(Extracted records)
-- Opening Marker --

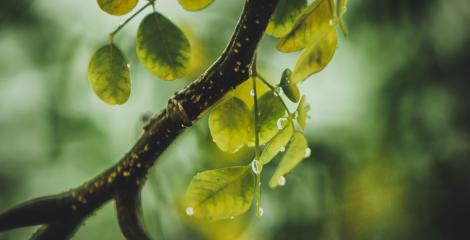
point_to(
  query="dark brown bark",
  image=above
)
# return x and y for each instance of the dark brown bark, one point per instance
(62, 214)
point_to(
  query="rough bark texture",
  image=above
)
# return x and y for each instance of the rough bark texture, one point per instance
(61, 215)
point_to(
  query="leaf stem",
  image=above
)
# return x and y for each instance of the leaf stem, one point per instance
(274, 89)
(113, 33)
(257, 153)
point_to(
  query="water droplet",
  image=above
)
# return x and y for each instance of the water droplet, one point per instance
(280, 123)
(255, 166)
(189, 211)
(281, 181)
(261, 211)
(308, 151)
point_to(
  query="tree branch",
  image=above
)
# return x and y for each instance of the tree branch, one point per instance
(61, 214)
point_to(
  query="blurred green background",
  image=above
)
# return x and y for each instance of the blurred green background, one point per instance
(390, 127)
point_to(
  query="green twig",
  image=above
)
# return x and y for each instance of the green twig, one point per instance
(113, 33)
(274, 89)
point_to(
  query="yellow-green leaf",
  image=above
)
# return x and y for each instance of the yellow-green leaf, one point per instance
(311, 26)
(290, 89)
(230, 124)
(277, 144)
(117, 7)
(108, 75)
(195, 5)
(302, 111)
(314, 58)
(297, 151)
(243, 91)
(284, 17)
(162, 47)
(220, 194)
(270, 110)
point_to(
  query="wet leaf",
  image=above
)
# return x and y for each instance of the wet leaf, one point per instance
(243, 91)
(230, 124)
(195, 5)
(302, 111)
(222, 193)
(162, 47)
(294, 155)
(290, 89)
(342, 7)
(314, 58)
(309, 27)
(270, 110)
(108, 75)
(117, 7)
(277, 143)
(284, 17)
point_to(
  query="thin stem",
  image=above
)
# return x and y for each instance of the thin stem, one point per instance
(111, 35)
(257, 153)
(274, 89)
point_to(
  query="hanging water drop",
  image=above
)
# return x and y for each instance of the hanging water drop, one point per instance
(189, 211)
(281, 181)
(255, 166)
(308, 151)
(261, 211)
(280, 123)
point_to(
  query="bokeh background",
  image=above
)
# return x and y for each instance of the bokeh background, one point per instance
(389, 129)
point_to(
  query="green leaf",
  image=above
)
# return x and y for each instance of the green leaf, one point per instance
(302, 111)
(108, 75)
(195, 5)
(277, 144)
(270, 110)
(221, 194)
(117, 7)
(294, 155)
(284, 17)
(314, 58)
(309, 27)
(290, 89)
(230, 124)
(162, 47)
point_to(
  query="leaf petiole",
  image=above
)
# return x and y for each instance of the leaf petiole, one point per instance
(275, 89)
(113, 33)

-- Closing Marker --

## Directions
Please output every record above exactly as written, leaving out the pictures.

## Answer
point_to(
  query="dark brown bark",
  image=above
)
# return x and y for each instance of the dark brown bark, one point per instance
(62, 214)
point_to(
  query="rough bark texture",
  image=above
)
# return x and y for each instance of the rough bark texture, one point per instance
(61, 215)
point_to(
  query="leaf stem",
  image=above
)
# return x and y for each instance of the leaf stem, one point per instance
(274, 89)
(113, 33)
(257, 153)
point_to(
  query="water droplet",
  image=above
)
# return x and y for each instance of the water droplet, one point per instance
(280, 123)
(255, 166)
(189, 211)
(281, 181)
(261, 211)
(308, 151)
point_to(
  query="tree branch",
  image=above
)
# return x and y for each instance of the tree branch, one point per instance
(61, 214)
point_to(
  query="blurred green background",
  image=above
)
# return x and y for each instance of the blurred green background, one point per instance
(390, 127)
point_to(
  query="green twig",
  image=above
)
# return x and y for each instance of the green twig, one point per instance
(113, 33)
(274, 89)
point_to(
  query="yellow-green leaf",
  image=above
)
# return x and y for each instance of the yellow-green leaf, one point per instance
(311, 26)
(290, 89)
(230, 124)
(277, 144)
(117, 7)
(108, 75)
(195, 5)
(302, 111)
(314, 58)
(297, 151)
(243, 91)
(284, 17)
(162, 47)
(220, 194)
(270, 110)
point_to(
  query="wet leaf",
  image=above
)
# return x and y for each instance of the wet leaf, one point per instance
(243, 91)
(230, 124)
(195, 5)
(302, 111)
(222, 193)
(162, 47)
(294, 155)
(290, 89)
(342, 7)
(314, 58)
(309, 27)
(270, 110)
(108, 75)
(117, 7)
(277, 143)
(284, 17)
point_to(
  query="thin stem",
  image=above
)
# return x and y for each instance of the thin stem, one point per instance
(111, 35)
(257, 153)
(274, 89)
point_to(
  query="hanging water drop",
  image=above
)
# return x and y for each instance of the hanging water drop, one point per instance
(189, 211)
(281, 181)
(255, 166)
(308, 151)
(261, 211)
(280, 123)
point_to(
  query="bokeh background",
  image=above
)
# return x and y for each instance of the bokeh background, one point per instance
(389, 129)
point_to(
  query="green leaf",
  image=above
)
# return x and y for each instance of the green leaf, one point per instance
(302, 111)
(108, 75)
(195, 5)
(277, 144)
(270, 110)
(221, 194)
(117, 7)
(294, 155)
(284, 17)
(314, 58)
(309, 27)
(290, 89)
(230, 124)
(162, 47)
point_to(
  query="leaf petiole",
  image=above
)
# return x and y for each instance of the leaf petiole, one point per instance
(275, 89)
(113, 33)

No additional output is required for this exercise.